> _WHAT TO WORK ON_:
- a) In the text below on lateral diastasis and diastasis recti, what is named as a characteristic sign of classic diastasis recti after pregnancy?
- b) Transcribe from the text below on lateral diastasis and diastasis recti the part that opens with the words containing "Lateral Diastasis and" and closes with "the right-oblique junction.".
- c) Pick up the text below on lateral diastasis and diastasis recti after its final sentence and continue it.

> _SOURCE TEXT_:
--------------------------------------------------
Lateral Diastasis and diastasis recti
Lateral diastasis is infrequent and generally occurs in association with other systemic pathologies that weaken the collagens. It does not occur in isolation and is almost always preceded by failure of the linea alba then classic diastasis recti (rectus abdominis diastasis).
It may happen that some patients with simple diastasis recti (rectus abdominis diastasis), seeing the loss of waistline that it entails, self-convince themselves (partly due to unreliable information found online) that they have lateral diastasis although clinically they have no defect at the right-oblique junction.
In fact, a characteristic sign of classic diastasis recti postpregnancy is the loss of the waist, the hips become straight, and the patient suffers some aesthetic penalization , but the defect is uniquely central and affects only the linea alba.
Lateral diastasis is uncommon and is not typical of postpregnancy
The occurrence of lateral diastasis in the context of a postpregnancy diastasis recti is at least unlikely, we will see below why.
--------------------------------------------------
> _GIVEN DATA_:
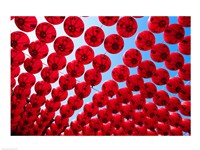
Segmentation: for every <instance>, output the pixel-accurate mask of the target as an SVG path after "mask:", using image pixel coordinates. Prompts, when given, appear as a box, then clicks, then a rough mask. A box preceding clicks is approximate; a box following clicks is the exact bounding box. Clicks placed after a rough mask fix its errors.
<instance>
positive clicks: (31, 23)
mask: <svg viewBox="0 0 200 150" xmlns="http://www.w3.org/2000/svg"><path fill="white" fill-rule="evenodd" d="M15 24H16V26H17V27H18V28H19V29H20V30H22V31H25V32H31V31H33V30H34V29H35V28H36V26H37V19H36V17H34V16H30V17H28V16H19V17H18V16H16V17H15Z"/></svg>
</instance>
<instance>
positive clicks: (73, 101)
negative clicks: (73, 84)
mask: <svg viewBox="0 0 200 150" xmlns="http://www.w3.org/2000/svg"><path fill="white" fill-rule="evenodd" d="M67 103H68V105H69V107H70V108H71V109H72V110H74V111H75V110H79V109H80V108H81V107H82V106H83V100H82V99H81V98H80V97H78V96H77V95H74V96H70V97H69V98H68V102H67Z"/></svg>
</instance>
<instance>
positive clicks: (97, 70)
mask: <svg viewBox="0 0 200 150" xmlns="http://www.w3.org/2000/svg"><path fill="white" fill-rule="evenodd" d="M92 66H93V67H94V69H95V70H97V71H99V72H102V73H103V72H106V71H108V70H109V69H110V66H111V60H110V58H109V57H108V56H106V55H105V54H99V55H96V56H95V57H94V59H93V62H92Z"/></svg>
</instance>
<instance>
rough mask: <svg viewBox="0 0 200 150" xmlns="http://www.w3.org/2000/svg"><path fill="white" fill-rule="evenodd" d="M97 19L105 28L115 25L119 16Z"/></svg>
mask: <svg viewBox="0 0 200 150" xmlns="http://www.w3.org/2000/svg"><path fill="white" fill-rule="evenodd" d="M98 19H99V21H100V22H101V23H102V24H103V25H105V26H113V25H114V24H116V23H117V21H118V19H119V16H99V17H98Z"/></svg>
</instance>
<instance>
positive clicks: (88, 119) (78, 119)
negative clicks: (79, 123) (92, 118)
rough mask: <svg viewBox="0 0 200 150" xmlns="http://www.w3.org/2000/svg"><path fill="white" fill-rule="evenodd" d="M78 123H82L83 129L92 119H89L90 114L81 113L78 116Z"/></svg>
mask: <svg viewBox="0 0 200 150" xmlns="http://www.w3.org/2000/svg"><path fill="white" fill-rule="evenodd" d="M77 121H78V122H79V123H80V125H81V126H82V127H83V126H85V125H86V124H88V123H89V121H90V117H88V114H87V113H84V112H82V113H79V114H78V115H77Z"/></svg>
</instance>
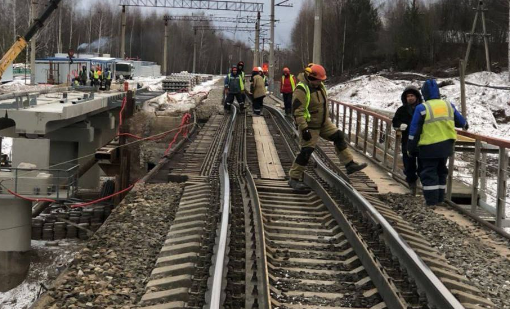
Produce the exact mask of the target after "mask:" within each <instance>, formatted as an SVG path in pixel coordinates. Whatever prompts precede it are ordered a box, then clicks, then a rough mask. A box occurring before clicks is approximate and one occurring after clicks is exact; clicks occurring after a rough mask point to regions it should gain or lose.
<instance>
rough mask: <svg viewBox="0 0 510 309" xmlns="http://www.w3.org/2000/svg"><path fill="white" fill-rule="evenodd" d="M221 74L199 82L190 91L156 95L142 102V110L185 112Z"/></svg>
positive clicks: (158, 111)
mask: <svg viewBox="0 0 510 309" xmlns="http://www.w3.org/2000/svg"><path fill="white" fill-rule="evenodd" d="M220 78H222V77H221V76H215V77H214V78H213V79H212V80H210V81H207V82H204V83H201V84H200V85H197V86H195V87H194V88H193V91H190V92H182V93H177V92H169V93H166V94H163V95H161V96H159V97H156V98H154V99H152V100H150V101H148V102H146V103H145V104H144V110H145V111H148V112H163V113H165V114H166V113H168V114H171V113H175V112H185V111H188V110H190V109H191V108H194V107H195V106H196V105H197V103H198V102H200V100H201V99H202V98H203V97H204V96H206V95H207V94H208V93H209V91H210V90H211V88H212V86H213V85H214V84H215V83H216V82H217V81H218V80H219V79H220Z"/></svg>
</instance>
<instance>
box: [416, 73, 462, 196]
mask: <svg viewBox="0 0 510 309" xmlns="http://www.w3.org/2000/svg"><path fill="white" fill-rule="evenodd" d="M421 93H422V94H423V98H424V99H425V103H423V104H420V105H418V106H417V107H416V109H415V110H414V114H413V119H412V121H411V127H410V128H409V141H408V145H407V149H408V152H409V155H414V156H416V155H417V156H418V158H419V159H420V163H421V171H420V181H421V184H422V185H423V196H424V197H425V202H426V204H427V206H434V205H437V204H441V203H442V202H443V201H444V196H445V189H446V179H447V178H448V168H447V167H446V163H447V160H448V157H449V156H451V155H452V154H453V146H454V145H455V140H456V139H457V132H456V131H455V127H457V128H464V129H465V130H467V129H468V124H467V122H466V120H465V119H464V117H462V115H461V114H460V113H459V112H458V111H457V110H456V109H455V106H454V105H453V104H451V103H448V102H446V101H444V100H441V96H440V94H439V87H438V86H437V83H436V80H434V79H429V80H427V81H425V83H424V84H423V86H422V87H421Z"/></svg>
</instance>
--------------------------------------------------
> _EXERCISE RESULTS_:
- a) The loss of the waist, with the hips becoming straight.

- b)
Lateral Diastasis and diastasis recti
Lateral diastasis is infrequent and generally occurs in association with other systemic pathologies that weaken the collagens. It does not occur in isolation and is almost always preceded by failure of the linea alba then classic diastasis recti (rectus abdominis diastasis).
It may happen that some patients with simple diastasis recti (rectus abdominis diastasis), seeing the loss of waistline that it entails, self-convince themselves (partly due to unreliable information found online) that they have lateral diastasis although clinically they have no defect at the right-oblique junction.

- c)
The two rectus muscles are anchored laterally to the obliques by a very strong tendinous tripartition while they are joined together in the middle by a single tendon, the linea alba.
The linea alba in relation to the three lateral tendons is itself more fragile and suffers more from the increase in volume in pregnancy because more forces are discharged on it in orthostatism and during movements.
Therefore, the pathophysiology leading to the formation of diastasis recti acts first on the"locus minoris resistenzieae"i.e., the linea alba than on the lateral regions of the abdominal wall.
In almost all cases, the tendon injury present in a postpregnancy diastasis affects only linea alba (which is the first to fail) and not the junction between rectus and obliques.
By reconstructing the midline of the abdomen, the lateral component is also emphasized by receiving the proper tension, thus a narrower and more visible waistline is defined.
Lateral diastasis is generally associated with other systemic pathologies
As we have seen the development of lateral diastasis, vis-à-vis natural events (such as pregnancy), is unlikely to say the least.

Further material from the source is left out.